* Start *

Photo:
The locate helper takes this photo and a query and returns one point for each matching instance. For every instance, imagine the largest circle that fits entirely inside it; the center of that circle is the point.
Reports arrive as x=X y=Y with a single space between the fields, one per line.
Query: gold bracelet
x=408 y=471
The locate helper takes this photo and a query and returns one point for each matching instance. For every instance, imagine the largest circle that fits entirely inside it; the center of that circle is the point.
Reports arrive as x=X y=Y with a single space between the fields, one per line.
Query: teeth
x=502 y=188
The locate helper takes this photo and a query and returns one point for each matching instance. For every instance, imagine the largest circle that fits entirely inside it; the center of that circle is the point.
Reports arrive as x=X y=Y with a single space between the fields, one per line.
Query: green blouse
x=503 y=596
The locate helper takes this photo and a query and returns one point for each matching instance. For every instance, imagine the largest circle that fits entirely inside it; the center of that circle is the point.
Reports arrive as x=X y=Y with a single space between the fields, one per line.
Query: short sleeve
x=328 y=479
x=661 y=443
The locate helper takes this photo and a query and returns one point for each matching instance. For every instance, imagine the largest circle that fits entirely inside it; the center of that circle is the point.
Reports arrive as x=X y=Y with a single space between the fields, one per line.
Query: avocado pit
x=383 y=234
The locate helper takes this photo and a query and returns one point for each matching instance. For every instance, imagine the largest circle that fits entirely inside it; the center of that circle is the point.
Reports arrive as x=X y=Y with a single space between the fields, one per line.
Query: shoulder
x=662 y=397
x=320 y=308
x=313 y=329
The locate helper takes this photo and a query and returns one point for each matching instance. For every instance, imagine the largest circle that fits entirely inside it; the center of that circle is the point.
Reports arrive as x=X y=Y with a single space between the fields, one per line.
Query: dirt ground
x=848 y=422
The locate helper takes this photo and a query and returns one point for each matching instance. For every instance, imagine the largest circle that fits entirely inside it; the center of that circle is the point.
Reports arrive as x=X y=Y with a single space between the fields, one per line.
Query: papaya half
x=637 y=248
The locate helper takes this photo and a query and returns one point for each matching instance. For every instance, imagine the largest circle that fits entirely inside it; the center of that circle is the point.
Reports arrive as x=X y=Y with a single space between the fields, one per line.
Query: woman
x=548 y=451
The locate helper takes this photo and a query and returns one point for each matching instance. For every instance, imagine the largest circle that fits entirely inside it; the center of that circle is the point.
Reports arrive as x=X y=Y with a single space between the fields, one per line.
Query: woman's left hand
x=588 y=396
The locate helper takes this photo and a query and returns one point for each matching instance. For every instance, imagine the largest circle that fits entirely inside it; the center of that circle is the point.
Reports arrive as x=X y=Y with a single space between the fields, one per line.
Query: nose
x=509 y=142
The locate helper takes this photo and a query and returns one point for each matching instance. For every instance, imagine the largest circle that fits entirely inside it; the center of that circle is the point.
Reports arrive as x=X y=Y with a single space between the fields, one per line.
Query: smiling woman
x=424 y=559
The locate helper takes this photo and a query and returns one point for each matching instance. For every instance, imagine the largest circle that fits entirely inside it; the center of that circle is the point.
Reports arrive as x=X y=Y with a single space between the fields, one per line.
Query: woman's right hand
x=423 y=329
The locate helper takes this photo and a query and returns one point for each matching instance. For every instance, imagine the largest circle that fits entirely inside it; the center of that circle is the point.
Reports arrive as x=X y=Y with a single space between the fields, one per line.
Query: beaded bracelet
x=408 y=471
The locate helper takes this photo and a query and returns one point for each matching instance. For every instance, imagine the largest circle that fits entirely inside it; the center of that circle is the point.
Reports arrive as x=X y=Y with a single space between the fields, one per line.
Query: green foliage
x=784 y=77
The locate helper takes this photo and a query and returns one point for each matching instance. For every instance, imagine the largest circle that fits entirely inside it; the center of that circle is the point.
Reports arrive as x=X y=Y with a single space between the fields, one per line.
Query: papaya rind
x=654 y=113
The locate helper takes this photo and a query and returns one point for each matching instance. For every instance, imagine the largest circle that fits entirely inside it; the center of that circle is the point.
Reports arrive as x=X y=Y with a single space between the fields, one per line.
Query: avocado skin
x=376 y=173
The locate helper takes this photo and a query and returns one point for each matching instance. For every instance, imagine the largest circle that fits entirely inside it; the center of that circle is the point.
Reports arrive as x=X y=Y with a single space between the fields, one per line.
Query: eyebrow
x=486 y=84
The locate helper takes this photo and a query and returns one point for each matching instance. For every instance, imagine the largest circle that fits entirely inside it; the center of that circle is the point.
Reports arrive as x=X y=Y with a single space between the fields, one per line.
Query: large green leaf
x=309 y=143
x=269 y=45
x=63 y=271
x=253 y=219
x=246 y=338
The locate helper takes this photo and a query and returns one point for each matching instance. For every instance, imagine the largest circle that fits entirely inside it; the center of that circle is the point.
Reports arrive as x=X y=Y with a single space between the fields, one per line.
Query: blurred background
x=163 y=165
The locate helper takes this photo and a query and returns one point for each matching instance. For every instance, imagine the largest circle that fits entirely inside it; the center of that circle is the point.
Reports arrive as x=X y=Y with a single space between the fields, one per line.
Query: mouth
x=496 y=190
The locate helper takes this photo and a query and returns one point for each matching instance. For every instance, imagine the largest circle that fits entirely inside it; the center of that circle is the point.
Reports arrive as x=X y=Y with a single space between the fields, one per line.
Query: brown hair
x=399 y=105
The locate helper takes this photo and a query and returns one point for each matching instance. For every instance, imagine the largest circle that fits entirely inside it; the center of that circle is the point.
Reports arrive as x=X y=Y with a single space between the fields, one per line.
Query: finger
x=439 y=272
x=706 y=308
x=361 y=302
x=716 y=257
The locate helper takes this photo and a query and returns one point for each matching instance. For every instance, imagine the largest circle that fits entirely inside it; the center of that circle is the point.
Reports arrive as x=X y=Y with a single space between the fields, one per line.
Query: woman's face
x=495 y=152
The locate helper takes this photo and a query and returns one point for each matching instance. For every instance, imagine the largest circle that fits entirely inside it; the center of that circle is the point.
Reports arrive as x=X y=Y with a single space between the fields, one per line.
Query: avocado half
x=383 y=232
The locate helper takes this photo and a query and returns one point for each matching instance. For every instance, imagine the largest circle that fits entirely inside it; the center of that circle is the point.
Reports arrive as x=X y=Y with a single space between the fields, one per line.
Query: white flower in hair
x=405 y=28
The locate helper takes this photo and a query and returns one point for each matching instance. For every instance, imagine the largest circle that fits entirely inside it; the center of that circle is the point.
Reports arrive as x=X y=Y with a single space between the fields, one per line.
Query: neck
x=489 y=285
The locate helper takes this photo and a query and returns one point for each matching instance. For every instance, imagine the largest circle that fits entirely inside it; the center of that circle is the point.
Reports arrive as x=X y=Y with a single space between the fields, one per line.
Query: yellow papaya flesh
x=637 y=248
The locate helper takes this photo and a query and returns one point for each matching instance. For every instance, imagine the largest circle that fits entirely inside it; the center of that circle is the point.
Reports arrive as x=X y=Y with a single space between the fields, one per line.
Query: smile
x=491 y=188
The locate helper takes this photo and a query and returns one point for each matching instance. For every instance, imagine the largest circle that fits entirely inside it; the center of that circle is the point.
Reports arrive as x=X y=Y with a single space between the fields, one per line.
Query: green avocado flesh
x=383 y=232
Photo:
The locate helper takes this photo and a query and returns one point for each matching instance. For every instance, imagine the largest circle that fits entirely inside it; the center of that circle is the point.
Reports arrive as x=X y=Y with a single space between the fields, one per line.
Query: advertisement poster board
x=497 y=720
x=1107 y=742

* End *

> WORK TO DO:
Your task is to retype all the records above with nothing left out.

> RESPONSE BELOW:
Photo:
The locate helper takes this photo and a query and returns one point for each matching instance. For every instance, imagine the largest circle that fits entirely inside it; the center of that circle is the point.
Reports arrive as x=X y=Y with a single space between the fields, one per line.
Query: gold bracelet
x=408 y=471
The locate helper takes this photo and a query and returns one point for each matching instance. For every instance, imagine the largest circle that fits entirely inside it; the center of that circle is the point.
Reports arrive as x=X y=Y with a single space between the fields, one per line.
Query: teeth
x=502 y=188
The locate helper takes this photo and a query and returns one point for each matching instance. For every instance, imagine the largest circle that fits entirely inside it; the center of that circle is the point.
Reports arrive as x=X y=Y with a single space between the fields, one per line.
Query: green blouse
x=503 y=596
The locate helper takes this photo and a query and returns one point for each matching instance. For every instance, imagine the largest circle that fits entirely inside it; the center of that circle is the point.
Reports arrive as x=X y=Y with a single space between the fields, one per line.
Query: short sleeve
x=328 y=479
x=661 y=443
The locate helper takes this photo and a query and returns one point for each matching instance. For every instance, imagine the largest circle that fits entirely inside it; the center of that circle is the point.
Reports arrive as x=X y=Y with a single space between the fields, one per line.
Query: avocado pit
x=383 y=234
The locate helper takes this photo and a query and returns one point for each matching instance. For every instance, imagine the largest circle that fits entirely inside it; the center of that circle is the point.
Reports arrive as x=X y=Y with a single space between the fields, one per line.
Query: shoulder
x=662 y=397
x=320 y=308
x=313 y=329
The locate helper takes this photo and a query and returns one point for each matching instance. For every instance, imagine the largest circle that fits entirely inside it; the center of that circle is the point.
Reports arrive as x=X y=Y with a single space between the fields, one per line.
Query: dirt ground
x=848 y=422
The locate helper takes this photo and a query and returns one point for each matching instance. For every instance, imagine the largest circle that fits entirely inside it; the center of that circle is the point.
Reports arrive as x=X y=Y with a single space between the fields, one per line.
Query: papaya half
x=637 y=248
The locate helper takes this photo and a query and returns one point for each matching instance. For every instance, imagine the largest circle that fits entirely inside it; the center of that circle is the point.
Reports arrive as x=X y=Y with a single space between the fields, one per line.
Query: woman
x=548 y=451
The locate helper takes this photo and a query and returns one point for each matching instance. For every instance, imagine the largest circle that fits entirely inside it; the center of that circle is the point.
Reports arrive as x=X y=Y with a single space between the fields, one per line.
Query: woman's left hand
x=588 y=396
The locate helper takes this photo and a query and returns one point for each matching instance. For every instance, imagine the largest circle that fits entirely inside it; the center of that circle is the point.
Reports arrive as x=X y=Y with a single space between the fields, one per line.
Query: nose
x=509 y=142
The locate helper takes this photo and a query and returns one point for each matching instance. For every instance, imagine the largest circle that fits entirely inside it; the center of that circle is the point.
Reports arrive as x=X y=Y with a single space between the fields, one per line.
Query: smiling woman
x=424 y=559
The locate helper takes this photo and a query and returns one point for each matching instance. For every instance, imagine the largest circle that fits entirely inside it; the center of that circle is the point.
Reports arrive as x=X y=Y with a single space between the fields, one per line.
Query: woman's right hand
x=423 y=329
The locate helper takes this photo and a query and returns one point for each matching instance. For every instance, imagine the largest circle that fits entirely inside it; the center of that circle is the point.
Reports arrive as x=X y=Y with a single space between the fields, one per line.
Query: beaded bracelet
x=408 y=471
The locate helper takes this photo and a query and returns one point for each matching instance. For every instance, imagine the largest circle that fits entirely inside it; the center of that circle is the point.
Reports arrive as x=X y=Y with a single space between the fields, one per line.
Query: green foliage
x=784 y=77
The locate helper takes this photo and a query and returns one point for each matching instance. For every instance, imagine the largest circle that fits entirely inside it; the center of that circle is the point.
Reports arrive as x=X y=Y with a single space between the fields, one per line.
Query: papaya rind
x=654 y=113
The locate helper takes this photo and a query and returns one point for each matching instance. For every instance, imagine the largest circle that fits entirely inside it; the center of that circle is the point.
Reports arrive as x=X y=Y with a single space between the fields, one per line.
Query: avocado skin
x=376 y=173
The locate helper takes this photo and a query and returns one point for each matching instance. For every instance, imagine the largest circle that fits entirely inside it; the center of that circle is the point.
Reports arrive as x=X y=Y with a single space between the fields, one per line.
Query: eyebrow
x=486 y=84
The locate helper takes this photo and a query and returns one point for each matching instance. For every instance, imagine the largest circle that fits entirely inside it; the center of that circle is the point.
Reports arrive as x=X y=Y with a single space between the fields, one per line.
Query: large green leaf
x=309 y=143
x=269 y=45
x=63 y=271
x=253 y=219
x=246 y=338
The locate helper takes this photo and a query and returns one point for each matching instance. For every instance, imagine the largest circle that fits entirely inside it; the center of that circle is the point.
Reports arrive as x=X y=Y with a single space between the fields, one per line.
Query: blurred background
x=163 y=165
The locate helper takes this photo and a query and returns one point for each matching instance. For every instance, imagine the largest circle that fits entirely inside it; the center of that circle is the point.
Reports arrive as x=X y=Y with a single space between the fields, one per line.
Query: mouth
x=496 y=190
The locate helper takes this photo and a query and returns one point for each matching instance. For every instance, imagine the largest circle that fits entirely inside it; the center of that circle is the point.
Reports arrive as x=X y=Y with a single space between the fields, one per line.
Query: brown hair
x=399 y=105
The locate helper takes this photo and a query and returns one point for each matching instance. For every instance, imagine the largest circle that fits entirely inside it; the center of that circle is the point.
Reports arrive as x=X y=Y with a single space between the fields, one per line.
Query: finger
x=439 y=272
x=706 y=308
x=361 y=302
x=716 y=257
The locate helper takes this photo and a query and returns one point for each matching instance. For every instance, imagine the largest circle that fits entirely inside it; the center of that circle is the point.
Reports arrive as x=X y=Y with a single space between the fields, one per line.
Query: woman's face
x=495 y=152
The locate helper takes this photo and a query and returns one point for each matching instance. For every instance, imagine the largest circle that fits entirely inside it; the center of that circle is the point.
Reports arrive as x=X y=Y with a single space between the fields, one per line.
Query: avocado half
x=383 y=232
The locate helper takes this photo and a query and returns one point for each matching instance. For every instance, imagine the largest circle that fits entirely inside it; the center of that circle is the point.
Reports arrive as x=X y=Y with a single space between the fields, one per line.
Query: white flower in hair
x=405 y=28
The locate helper takes this photo and a query and returns one point for each matching instance. For every instance, imagine the largest circle that fits entirely inside it; the center of that circle is the point.
Reports arrive as x=X y=Y with a single space between the fields, one per line.
Query: neck
x=489 y=285
The locate helper takes this photo and a query and returns one point for each matching instance. For every instance, imagine the largest circle that fits entirely inside it; the center of that circle is the point.
Reports arrive as x=X y=Y with a single space between the fields, one per line.
Query: yellow papaya flesh
x=637 y=248
The locate helper takes this photo and a query and returns one point for each matching instance. For every instance, imagine the largest circle that fits entirely inside it; the center of that circle is the point.
Reports arrive as x=X y=Y with a single space between the fields, one per line.
Query: smile
x=491 y=188
The locate helper takes this photo and a query and returns one point for each matching instance. For every instance, imagine the largest circle that fits entirely inside it; the center of that circle is the point.
Reports arrive as x=X y=Y with a single space between the fields, one per line.
Query: green avocado flesh
x=383 y=232
Photo:
The locate helper takes this photo and a query and returns one point for each matching instance. For every instance, imagine the largest circle that fits entirely inside it; the center of that circle is the point.
Reports arrive as x=X y=Y with a single space between the fields, one per line.
Query: advertisement poster board
x=497 y=720
x=1107 y=742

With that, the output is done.